(Saved entries)
------
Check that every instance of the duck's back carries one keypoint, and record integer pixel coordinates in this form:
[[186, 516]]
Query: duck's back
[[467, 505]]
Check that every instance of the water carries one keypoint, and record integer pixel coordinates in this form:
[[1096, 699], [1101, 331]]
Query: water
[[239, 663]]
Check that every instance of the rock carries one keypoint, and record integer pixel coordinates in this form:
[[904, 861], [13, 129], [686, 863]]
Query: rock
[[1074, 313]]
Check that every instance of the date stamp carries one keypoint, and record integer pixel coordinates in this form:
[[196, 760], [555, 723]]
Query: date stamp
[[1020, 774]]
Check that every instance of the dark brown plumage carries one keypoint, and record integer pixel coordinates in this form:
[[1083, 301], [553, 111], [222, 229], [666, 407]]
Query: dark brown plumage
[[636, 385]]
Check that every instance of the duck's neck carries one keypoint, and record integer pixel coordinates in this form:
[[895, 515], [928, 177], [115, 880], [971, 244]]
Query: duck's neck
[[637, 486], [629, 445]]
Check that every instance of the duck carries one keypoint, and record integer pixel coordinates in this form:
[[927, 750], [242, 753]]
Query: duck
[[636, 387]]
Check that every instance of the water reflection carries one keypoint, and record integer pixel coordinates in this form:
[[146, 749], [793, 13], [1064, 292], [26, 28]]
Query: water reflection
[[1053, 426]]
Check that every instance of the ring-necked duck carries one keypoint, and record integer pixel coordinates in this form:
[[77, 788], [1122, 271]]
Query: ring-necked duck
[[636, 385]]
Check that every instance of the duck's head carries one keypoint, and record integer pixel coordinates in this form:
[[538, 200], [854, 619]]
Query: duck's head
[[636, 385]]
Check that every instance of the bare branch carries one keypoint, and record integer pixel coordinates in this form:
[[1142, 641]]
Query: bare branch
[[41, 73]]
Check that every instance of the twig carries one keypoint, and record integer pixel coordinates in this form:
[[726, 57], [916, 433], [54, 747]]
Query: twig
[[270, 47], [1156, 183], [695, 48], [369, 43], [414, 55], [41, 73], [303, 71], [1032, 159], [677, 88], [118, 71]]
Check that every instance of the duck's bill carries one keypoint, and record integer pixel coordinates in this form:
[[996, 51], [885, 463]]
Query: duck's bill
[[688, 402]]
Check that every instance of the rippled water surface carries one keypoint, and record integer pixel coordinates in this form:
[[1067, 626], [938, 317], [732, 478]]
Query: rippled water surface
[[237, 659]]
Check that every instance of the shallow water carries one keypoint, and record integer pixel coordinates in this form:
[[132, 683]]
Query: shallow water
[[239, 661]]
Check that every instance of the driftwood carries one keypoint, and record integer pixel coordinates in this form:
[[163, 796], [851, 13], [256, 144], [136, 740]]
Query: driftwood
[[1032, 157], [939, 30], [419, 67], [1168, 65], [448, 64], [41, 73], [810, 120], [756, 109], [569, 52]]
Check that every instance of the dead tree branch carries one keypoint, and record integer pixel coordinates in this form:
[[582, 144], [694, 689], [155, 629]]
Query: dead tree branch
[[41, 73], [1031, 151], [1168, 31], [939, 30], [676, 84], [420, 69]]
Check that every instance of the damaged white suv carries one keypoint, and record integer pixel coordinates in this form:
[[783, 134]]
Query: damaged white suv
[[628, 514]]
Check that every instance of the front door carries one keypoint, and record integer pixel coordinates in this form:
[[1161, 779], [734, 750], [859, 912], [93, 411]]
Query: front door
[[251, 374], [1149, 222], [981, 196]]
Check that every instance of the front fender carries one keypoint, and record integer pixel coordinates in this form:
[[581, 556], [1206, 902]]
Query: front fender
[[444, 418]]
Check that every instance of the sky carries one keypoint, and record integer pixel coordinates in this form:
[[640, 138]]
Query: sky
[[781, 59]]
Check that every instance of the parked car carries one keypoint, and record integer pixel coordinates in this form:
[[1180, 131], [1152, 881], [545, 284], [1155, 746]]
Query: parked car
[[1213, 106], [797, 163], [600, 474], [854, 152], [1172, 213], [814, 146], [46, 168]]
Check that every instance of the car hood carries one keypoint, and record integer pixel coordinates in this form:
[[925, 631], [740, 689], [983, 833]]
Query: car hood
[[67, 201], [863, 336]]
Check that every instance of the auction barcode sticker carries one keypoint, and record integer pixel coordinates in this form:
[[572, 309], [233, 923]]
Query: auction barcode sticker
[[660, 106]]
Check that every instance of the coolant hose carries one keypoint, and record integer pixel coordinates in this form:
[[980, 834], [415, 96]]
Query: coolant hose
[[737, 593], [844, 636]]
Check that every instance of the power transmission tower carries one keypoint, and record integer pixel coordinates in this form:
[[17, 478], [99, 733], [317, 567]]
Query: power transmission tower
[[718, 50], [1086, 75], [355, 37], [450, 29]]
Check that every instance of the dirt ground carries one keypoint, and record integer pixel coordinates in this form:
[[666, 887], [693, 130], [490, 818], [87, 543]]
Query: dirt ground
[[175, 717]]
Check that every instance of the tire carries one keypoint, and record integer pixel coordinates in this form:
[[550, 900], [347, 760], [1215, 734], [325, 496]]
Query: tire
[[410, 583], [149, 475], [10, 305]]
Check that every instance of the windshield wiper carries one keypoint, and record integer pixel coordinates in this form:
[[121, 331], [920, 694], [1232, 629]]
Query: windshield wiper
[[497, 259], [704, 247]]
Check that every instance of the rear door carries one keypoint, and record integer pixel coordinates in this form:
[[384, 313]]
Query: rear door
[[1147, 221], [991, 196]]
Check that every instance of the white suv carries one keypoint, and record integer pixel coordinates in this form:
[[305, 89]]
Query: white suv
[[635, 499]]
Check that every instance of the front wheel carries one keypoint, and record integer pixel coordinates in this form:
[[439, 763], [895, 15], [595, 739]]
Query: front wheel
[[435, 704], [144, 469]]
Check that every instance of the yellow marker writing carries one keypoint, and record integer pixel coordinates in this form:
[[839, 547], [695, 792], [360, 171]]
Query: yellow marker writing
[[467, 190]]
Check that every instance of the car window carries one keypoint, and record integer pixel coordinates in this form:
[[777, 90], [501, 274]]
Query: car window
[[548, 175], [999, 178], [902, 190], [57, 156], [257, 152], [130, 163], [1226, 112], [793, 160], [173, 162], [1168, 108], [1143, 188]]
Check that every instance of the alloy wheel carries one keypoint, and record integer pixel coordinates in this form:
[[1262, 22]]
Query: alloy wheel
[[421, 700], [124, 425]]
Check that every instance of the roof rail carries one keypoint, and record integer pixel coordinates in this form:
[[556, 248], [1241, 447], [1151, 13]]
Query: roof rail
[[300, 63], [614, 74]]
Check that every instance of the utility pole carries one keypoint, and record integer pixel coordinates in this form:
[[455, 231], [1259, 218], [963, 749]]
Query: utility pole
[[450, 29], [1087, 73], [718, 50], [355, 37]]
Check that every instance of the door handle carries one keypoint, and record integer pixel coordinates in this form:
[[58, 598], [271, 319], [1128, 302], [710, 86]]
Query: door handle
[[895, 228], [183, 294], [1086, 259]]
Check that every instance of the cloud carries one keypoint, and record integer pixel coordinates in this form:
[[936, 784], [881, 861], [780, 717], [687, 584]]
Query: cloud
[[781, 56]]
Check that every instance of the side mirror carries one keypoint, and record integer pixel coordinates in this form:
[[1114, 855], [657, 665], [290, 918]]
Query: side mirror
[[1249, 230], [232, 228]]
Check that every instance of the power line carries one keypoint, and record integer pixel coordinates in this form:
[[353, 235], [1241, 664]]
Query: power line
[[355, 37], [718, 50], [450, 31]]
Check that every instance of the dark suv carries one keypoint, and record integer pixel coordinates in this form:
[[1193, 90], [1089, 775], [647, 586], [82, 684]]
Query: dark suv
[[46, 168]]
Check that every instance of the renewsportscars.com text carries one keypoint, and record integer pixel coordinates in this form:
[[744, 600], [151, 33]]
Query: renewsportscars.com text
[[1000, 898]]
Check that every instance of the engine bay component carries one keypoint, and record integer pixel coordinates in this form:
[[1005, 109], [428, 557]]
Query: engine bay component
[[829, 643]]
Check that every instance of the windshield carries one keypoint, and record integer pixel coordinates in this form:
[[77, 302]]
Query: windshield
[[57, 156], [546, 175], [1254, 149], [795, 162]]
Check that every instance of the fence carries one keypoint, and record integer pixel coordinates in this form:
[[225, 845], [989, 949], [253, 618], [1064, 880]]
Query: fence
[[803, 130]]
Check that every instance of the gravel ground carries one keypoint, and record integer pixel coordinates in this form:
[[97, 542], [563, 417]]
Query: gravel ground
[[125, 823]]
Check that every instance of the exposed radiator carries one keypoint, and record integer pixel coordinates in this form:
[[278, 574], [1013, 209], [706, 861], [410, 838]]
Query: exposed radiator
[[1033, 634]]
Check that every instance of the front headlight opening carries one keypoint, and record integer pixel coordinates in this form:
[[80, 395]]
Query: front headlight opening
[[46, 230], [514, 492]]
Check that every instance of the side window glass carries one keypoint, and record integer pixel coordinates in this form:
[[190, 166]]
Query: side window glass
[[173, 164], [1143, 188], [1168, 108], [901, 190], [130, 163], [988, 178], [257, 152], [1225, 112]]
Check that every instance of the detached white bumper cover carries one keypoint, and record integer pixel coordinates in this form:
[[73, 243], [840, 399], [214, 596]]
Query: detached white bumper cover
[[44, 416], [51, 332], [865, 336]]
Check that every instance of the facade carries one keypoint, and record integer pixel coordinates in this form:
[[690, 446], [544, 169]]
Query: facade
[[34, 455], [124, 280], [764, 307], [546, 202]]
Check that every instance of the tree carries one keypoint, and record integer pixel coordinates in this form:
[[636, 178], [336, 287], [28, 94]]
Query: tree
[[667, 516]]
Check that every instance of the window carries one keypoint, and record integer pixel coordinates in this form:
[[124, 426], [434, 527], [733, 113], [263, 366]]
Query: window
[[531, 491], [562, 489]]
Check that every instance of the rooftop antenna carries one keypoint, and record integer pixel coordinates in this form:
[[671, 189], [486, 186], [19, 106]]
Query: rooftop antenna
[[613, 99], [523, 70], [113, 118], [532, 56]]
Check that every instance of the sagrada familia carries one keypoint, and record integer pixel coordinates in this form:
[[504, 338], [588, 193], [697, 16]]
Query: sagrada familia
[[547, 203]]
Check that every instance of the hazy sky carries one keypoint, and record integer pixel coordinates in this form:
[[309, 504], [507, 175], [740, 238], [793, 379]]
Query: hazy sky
------
Exercise requirements :: Please reproduce exactly the lines from the first one of the records above through the line containing "[[726, 57], [916, 433], [54, 747]]", both included, and nothing else.

Response ::
Check that every instance of the duck's back carries one keypoint, and record integer pixel coordinates in this form:
[[186, 516]]
Query: duck's back
[[467, 505]]
Check that every instance of the water carries one keypoint, and record integer pixel coordinates in this form:
[[1096, 699], [1101, 331]]
Query: water
[[239, 663]]
Check that every instance of the rock carries one keypoint, and record integer pixel coordinates in this form:
[[904, 861], [13, 129], [686, 863]]
Query: rock
[[1074, 313]]
Check that every instance of the date stamp carries one keypoint, and record integer pixel coordinates in this form:
[[196, 760], [555, 723]]
Query: date stamp
[[1020, 774]]
Check that every instance of the dark brown plumage carries one keypoint, and record integer pixel coordinates in this form:
[[1083, 301], [553, 111], [222, 229], [666, 407]]
Query: dark brown plumage
[[636, 385]]
Check that every instance of the duck's neck carries one keypoint, and record integer pixel coordinates in this form:
[[895, 515], [928, 177], [115, 880], [971, 244]]
Query: duck's neck
[[637, 486], [629, 445]]
Check that every instance of the duck carries one keypoint, and record integer pixel coordinates in this form:
[[927, 750], [242, 753]]
Query: duck
[[636, 387]]
Check that every instance of the water reflection carries one keypoint, and record integer pixel coordinates in this form:
[[146, 749], [793, 13], [1064, 292], [26, 28]]
Query: water reflection
[[1053, 426]]
Check that every instance of the ring-necked duck carries one keypoint, and record integer pixel coordinates in this form:
[[77, 788], [1122, 271]]
Query: ring-necked duck
[[636, 385]]
Check that every instance of the duck's head carries one keypoint, and record integer pixel coordinates in this form:
[[538, 200], [854, 619]]
Query: duck's head
[[636, 385]]
Check that every instance of the bare branch carries one keypoint, and record integer pixel coordinates in this form:
[[1142, 641]]
Query: bare branch
[[41, 73]]
Check that every instance of the twig carries one keypoint, and record integer pixel coordinates in this form:
[[726, 57], [916, 433], [54, 747]]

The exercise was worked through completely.